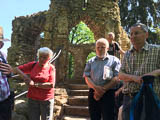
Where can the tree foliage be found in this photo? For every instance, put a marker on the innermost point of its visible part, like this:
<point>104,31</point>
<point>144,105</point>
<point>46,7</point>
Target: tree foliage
<point>81,34</point>
<point>145,11</point>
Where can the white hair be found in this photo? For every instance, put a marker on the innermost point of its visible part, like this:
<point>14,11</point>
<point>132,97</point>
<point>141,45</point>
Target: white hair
<point>111,33</point>
<point>44,50</point>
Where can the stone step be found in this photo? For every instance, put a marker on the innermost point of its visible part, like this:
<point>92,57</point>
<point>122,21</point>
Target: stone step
<point>78,92</point>
<point>75,118</point>
<point>78,86</point>
<point>78,100</point>
<point>76,111</point>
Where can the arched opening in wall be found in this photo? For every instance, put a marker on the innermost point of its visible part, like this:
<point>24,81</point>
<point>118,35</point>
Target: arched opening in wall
<point>79,35</point>
<point>70,66</point>
<point>90,55</point>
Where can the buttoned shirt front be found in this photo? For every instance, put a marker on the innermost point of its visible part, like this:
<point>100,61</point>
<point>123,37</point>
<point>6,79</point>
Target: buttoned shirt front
<point>95,68</point>
<point>139,63</point>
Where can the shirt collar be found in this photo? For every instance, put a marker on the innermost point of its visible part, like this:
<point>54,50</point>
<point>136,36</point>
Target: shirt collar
<point>106,57</point>
<point>145,47</point>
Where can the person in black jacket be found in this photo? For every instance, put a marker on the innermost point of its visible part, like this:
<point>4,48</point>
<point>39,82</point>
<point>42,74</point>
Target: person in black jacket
<point>5,101</point>
<point>114,47</point>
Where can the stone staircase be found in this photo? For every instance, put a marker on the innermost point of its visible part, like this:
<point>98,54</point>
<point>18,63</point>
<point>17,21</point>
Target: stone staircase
<point>77,105</point>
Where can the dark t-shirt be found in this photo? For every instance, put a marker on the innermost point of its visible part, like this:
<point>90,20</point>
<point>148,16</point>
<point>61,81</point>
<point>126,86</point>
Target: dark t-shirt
<point>113,48</point>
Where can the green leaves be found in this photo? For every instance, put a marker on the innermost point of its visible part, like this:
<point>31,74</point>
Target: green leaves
<point>81,34</point>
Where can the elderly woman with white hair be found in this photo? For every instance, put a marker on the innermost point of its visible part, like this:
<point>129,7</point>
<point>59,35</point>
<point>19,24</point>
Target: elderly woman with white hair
<point>41,85</point>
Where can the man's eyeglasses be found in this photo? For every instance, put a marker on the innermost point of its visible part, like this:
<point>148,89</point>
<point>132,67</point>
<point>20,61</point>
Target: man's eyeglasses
<point>136,33</point>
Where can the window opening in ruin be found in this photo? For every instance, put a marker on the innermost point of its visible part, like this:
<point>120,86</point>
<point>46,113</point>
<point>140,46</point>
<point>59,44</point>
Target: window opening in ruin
<point>70,66</point>
<point>84,6</point>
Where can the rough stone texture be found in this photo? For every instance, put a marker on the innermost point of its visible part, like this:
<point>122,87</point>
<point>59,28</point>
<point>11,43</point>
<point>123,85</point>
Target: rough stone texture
<point>101,16</point>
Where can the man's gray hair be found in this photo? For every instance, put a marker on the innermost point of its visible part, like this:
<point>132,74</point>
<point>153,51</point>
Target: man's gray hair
<point>45,50</point>
<point>103,40</point>
<point>143,26</point>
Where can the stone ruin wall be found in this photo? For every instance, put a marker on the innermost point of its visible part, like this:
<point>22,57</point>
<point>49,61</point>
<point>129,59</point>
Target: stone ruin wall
<point>101,16</point>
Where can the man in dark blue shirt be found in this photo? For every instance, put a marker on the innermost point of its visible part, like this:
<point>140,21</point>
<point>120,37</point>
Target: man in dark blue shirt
<point>100,75</point>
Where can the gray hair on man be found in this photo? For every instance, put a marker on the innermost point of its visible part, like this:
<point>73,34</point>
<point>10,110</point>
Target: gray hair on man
<point>143,26</point>
<point>44,50</point>
<point>103,40</point>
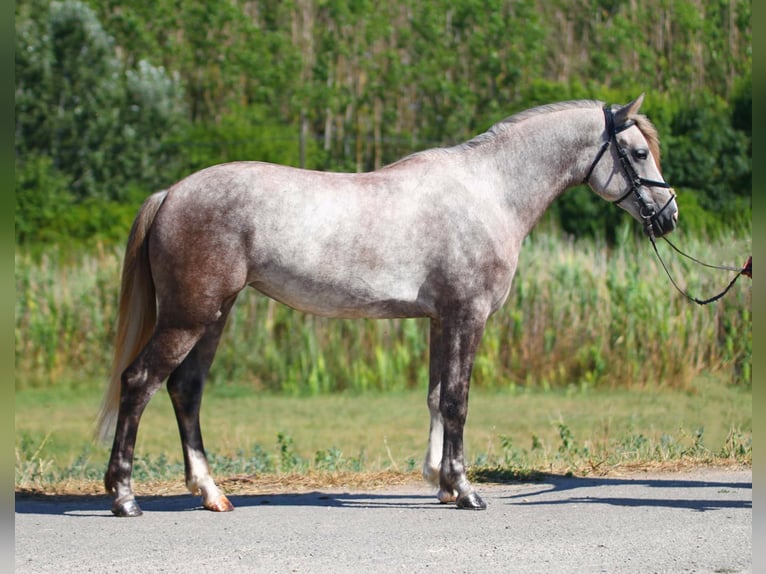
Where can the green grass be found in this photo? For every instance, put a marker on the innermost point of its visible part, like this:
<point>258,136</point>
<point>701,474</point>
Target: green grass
<point>508,432</point>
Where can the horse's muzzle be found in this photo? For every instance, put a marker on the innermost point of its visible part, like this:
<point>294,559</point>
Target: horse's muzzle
<point>665,220</point>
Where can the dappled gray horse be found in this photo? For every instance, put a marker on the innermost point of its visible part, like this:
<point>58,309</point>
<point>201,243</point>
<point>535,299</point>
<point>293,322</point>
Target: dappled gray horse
<point>436,234</point>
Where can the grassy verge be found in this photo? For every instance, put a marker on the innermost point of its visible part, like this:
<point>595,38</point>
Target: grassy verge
<point>381,437</point>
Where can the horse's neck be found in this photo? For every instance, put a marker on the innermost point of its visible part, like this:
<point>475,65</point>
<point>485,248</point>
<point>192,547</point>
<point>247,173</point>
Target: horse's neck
<point>540,158</point>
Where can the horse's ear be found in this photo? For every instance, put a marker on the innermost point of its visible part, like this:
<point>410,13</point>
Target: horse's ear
<point>624,113</point>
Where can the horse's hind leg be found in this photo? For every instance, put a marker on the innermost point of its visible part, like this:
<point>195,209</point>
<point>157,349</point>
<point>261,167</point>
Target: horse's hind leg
<point>185,387</point>
<point>162,354</point>
<point>460,337</point>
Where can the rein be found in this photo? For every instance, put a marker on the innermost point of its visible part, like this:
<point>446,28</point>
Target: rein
<point>648,214</point>
<point>746,269</point>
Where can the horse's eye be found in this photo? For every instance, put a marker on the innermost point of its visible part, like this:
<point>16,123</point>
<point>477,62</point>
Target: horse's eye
<point>640,153</point>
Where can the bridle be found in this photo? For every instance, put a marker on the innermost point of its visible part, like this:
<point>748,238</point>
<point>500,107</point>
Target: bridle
<point>636,182</point>
<point>648,214</point>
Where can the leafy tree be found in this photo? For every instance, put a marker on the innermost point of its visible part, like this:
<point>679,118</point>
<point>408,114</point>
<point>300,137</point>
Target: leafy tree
<point>100,126</point>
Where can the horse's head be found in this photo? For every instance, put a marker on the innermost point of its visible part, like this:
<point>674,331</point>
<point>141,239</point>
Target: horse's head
<point>631,178</point>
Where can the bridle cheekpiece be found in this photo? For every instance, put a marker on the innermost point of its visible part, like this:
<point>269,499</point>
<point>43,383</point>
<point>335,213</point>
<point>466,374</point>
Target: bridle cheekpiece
<point>648,213</point>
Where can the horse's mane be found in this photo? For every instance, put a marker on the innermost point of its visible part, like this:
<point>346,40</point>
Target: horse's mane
<point>642,122</point>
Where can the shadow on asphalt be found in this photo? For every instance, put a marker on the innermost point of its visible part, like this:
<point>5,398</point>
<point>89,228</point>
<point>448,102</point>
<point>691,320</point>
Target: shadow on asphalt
<point>552,492</point>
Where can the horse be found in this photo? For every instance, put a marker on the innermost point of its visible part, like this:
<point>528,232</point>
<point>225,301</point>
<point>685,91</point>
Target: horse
<point>434,235</point>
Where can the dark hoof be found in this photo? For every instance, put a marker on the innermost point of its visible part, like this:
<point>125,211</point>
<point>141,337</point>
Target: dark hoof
<point>471,501</point>
<point>126,509</point>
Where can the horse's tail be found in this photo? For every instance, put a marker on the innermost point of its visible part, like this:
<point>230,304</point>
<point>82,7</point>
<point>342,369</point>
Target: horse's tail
<point>137,311</point>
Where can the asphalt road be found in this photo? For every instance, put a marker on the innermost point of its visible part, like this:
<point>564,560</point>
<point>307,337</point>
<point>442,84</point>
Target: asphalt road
<point>693,522</point>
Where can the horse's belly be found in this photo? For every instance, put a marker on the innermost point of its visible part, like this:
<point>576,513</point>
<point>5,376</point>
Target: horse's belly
<point>351,299</point>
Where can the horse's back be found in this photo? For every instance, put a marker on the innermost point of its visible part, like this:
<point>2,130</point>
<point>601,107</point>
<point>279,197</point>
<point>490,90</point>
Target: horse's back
<point>375,244</point>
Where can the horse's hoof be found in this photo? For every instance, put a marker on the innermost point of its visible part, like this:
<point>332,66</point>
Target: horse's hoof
<point>221,504</point>
<point>127,508</point>
<point>446,496</point>
<point>471,501</point>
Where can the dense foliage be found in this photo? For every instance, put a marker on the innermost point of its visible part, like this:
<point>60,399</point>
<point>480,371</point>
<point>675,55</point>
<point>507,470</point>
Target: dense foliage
<point>115,99</point>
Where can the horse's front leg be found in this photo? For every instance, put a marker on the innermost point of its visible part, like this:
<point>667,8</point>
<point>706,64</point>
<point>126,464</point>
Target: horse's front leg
<point>433,461</point>
<point>460,338</point>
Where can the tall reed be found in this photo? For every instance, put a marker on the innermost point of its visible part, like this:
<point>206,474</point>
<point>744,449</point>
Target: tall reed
<point>580,313</point>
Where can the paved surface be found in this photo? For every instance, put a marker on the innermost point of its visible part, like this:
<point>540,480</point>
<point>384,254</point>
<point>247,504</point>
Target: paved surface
<point>697,522</point>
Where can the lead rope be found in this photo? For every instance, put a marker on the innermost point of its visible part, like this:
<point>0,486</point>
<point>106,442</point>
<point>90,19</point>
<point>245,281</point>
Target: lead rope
<point>746,270</point>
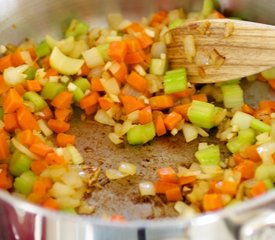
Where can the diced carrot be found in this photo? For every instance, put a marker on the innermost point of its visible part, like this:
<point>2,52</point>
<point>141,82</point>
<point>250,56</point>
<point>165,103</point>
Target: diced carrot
<point>34,85</point>
<point>62,139</point>
<point>85,70</point>
<point>38,166</point>
<point>173,194</point>
<point>105,103</point>
<point>90,110</point>
<point>5,62</point>
<point>10,121</point>
<point>89,100</point>
<point>131,103</point>
<point>58,126</point>
<point>26,119</point>
<point>42,185</point>
<point>162,187</point>
<point>5,177</point>
<point>246,168</point>
<point>137,81</point>
<point>251,153</point>
<point>212,201</point>
<point>258,189</point>
<point>144,40</point>
<point>161,102</point>
<point>51,203</point>
<point>53,159</point>
<point>121,73</point>
<point>3,86</point>
<point>4,148</point>
<point>134,27</point>
<point>40,149</point>
<point>172,119</point>
<point>272,83</point>
<point>26,137</point>
<point>63,114</point>
<point>135,57</point>
<point>96,85</point>
<point>20,89</point>
<point>184,180</point>
<point>182,110</point>
<point>145,115</point>
<point>160,126</point>
<point>12,101</point>
<point>117,50</point>
<point>200,97</point>
<point>229,187</point>
<point>63,100</point>
<point>16,58</point>
<point>167,174</point>
<point>46,113</point>
<point>51,73</point>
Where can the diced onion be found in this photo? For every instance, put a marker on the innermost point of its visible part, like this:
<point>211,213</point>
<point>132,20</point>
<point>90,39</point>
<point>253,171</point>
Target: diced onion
<point>127,168</point>
<point>147,188</point>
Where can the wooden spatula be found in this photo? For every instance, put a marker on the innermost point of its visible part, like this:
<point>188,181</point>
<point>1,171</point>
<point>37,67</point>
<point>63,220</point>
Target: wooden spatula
<point>217,50</point>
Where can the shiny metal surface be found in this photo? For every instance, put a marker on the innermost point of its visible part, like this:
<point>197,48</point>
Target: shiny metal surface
<point>21,220</point>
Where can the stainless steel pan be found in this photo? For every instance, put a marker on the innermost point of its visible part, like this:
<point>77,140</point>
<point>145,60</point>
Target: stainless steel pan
<point>21,220</point>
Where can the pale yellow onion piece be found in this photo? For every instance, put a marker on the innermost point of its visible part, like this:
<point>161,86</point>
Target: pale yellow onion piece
<point>14,75</point>
<point>190,132</point>
<point>63,64</point>
<point>61,190</point>
<point>114,174</point>
<point>127,168</point>
<point>93,58</point>
<point>147,188</point>
<point>44,128</point>
<point>23,149</point>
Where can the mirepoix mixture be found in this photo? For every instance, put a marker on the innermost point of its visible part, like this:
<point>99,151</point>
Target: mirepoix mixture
<point>120,77</point>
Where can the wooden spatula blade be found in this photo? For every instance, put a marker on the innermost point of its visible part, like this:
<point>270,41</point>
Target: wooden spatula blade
<point>247,48</point>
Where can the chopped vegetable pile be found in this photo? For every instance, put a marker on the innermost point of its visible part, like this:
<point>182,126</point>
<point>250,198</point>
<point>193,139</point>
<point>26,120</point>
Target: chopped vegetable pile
<point>120,76</point>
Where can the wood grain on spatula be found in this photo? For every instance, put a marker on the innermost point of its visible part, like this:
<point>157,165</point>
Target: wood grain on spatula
<point>225,49</point>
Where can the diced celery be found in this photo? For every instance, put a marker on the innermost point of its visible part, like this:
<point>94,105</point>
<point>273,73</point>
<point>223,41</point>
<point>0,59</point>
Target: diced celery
<point>63,64</point>
<point>158,66</point>
<point>269,74</point>
<point>42,49</point>
<point>38,102</point>
<point>232,95</point>
<point>1,113</point>
<point>175,81</point>
<point>30,73</point>
<point>201,114</point>
<point>260,126</point>
<point>209,155</point>
<point>208,7</point>
<point>103,50</point>
<point>141,134</point>
<point>82,83</point>
<point>247,136</point>
<point>77,28</point>
<point>52,89</point>
<point>268,184</point>
<point>265,171</point>
<point>19,163</point>
<point>176,23</point>
<point>241,120</point>
<point>24,183</point>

++++++++

Arrange the lines of the data above as a Markdown table with the columns "Row" and "Line", numbering each row and skipping blank lines. Begin at the line that contains "Where can the white" and stop after the line that contains "<point>90,55</point>".

| Row | Line |
|---|---|
| 1 | Where can the white hair be found in this photo? For every instance, put a marker on the innermost point of its visible part, like this: |
| 2 | <point>14,11</point> |
| 3 | <point>132,97</point> |
| 4 | <point>141,45</point> |
| 5 | Target: white hair |
| 6 | <point>111,33</point> |
| 7 | <point>44,50</point> |
| 8 | Where can the stone step be found in this photo? For every instance, put a marker on the innermost point of its visible part, like this: |
| 9 | <point>92,57</point> |
| 10 | <point>122,21</point> |
| 11 | Target: stone step |
| 12 | <point>78,92</point> |
| 13 | <point>75,118</point> |
| 14 | <point>78,86</point> |
| 15 | <point>78,100</point> |
| 16 | <point>76,111</point> |
| 17 | Where can the arched opening in wall be found in this photo? For every instance, put a marker on the innermost point of its visible part, like this: |
| 18 | <point>24,81</point> |
| 19 | <point>118,35</point> |
| 20 | Target: arched opening in wall |
| 21 | <point>79,35</point> |
| 22 | <point>70,66</point> |
| 23 | <point>90,55</point> |